-- Begin Provided data --

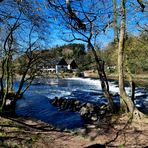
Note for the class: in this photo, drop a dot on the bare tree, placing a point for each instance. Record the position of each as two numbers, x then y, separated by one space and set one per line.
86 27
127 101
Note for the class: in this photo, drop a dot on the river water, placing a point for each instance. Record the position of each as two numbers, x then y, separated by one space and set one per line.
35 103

-- End Provided data --
-- Begin Provided data --

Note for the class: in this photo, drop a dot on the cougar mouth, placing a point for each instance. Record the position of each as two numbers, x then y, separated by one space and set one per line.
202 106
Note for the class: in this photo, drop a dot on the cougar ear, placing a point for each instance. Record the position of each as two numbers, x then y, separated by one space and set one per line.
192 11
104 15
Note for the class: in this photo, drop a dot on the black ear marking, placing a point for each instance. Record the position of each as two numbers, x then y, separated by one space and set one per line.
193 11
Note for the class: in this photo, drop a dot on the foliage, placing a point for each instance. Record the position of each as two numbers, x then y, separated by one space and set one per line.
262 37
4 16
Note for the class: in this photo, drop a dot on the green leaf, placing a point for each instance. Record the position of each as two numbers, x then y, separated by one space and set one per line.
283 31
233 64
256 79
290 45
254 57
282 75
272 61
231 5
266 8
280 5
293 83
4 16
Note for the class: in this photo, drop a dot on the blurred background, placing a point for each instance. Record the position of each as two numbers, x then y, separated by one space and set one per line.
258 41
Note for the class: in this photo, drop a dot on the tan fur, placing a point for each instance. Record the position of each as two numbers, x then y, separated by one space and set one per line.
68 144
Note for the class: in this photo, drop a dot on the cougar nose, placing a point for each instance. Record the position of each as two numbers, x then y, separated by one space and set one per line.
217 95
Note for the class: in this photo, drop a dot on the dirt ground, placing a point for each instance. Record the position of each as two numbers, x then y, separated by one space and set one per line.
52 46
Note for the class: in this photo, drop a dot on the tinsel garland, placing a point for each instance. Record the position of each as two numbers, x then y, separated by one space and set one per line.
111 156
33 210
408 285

-- End Provided data --

**Stated problem**
Pull out every line in the data above that contains the word "cougar" and copy each one unchanged.

**Response for this exercise**
Note for the class: in this photo, drop a dot on the cougar mouth, placing a point for each instance. Record the position of each as two numbers, x then y, separated by one space and set one per line.
Note for the class: in this photo, drop a dot on the cougar ear, placing a point for each instance. Record the position of each as two numbers, x then y, separated by one space and set one per line.
Note for the class: in this photo, drop a dot on the cougar nose, placing a point for each instance. Record the position of each as two numbers, x then y, separated by one space and set one per line.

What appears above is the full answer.